To live in hearts we leave behind is not to die – Thomas Campbell

Tomorrow Friday, 14th March 2014, we will bury our friend, I still find it surreal that our dear friend Lami Molluma Yakubu has left us, concluded her earthly sojourn and suddenly left her beloved family and friends behind. As I pen this I am still in denial that I am writing a tribute to her, this eulogy seeks to celebrate her selflessness, fierce loyalty and amazing character. When you live in a highly built up and individualistic city like Abuja, you need the likes of Molly as she was fondly called on your speed dial. She had an idea of everything –from mundane things as to where to get fuel during scarcity to a real estate agent’s number or to helping you edit a report. She was always willing to lend a helping hand, eager to please, she was the ever dutiful friend and sister all rolled in one;  she belongs to that rare group of friends who became family in deed and words.

To understand how selfless Molly, was to contextualize the length she could go to ensure that she extended a helping hand; she exemplified the word random acts of unsolicited kindness. As a budding entrepreneur anytime she had money, she will ensure that all those around her had a share of it, no matter how little it was.

Lami like every young person had dreams, she wanted to travel the world, visit a new country each year. She wanted to publish her crafty stories, she wanted to become a successful writer aside her law. She was looking forward to raising a family, her brood. She loved children, they brought out her innermost joy, and she spoke their language and belonged to the extra-ordinary class of adults who shared a spontaneous kinship with children.

She loved to share stories, anecdotes that will leave one reeling in laughter; she had a hearty laughter herself, never afraid to clown, her capacity to laugh at herself was profound, a self effacing nature enabled her to laugh at herself.

I remember her last message via BBM a mutual friend of ours was organizing a World Book Day event for the school where she was a teacher -even from her sick bed Molly ensured that she got me to read to the children.

She was fond of her friends, always the one reaching out, lifting others up, even when she also needed that elevation. One remarkable thing that anybody can attest to is her ability to care, she was easily touched by injustice and the tragedy suffered by others; she had enormous empathy not only to her family and friends but also to total strangers. She was always giving her possessions away, even the ones that could be sold. She might not have been wealthy in the material sense of the word, but she had a very rich heart that was always willing and ready to give.

========

Exercise prompt: Please rewrite the tribute starting at "Lami like every" and ending at "to the children.", putting "kids" wherever "children" appears.

Source material:
========

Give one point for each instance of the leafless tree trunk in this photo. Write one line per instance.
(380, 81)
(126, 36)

========

Response to the exercise:
Lami like every young person had dreams, she wanted to travel the world, visit a new country each year. She wanted to publish her crafty stories, she wanted to become a successful writer aside her law. She was looking forward to raising a family, her brood. She loved kids, they brought out her innermost joy, and she spoke their language and belonged to the extra-ordinary class of adults who shared a spontaneous kinship with kids.

She loved to share stories, anecdotes that will leave one reeling in laughter; she had a hearty laughter herself, never afraid to clown, her capacity to laugh at herself was profound, a self effacing nature enabled her to laugh at herself.

I remember her last message via BBM a mutual friend of ours was organizing a World Book Day event for the school where she was a teacher -even from her sick bed Molly ensured that she got me to read to the kids.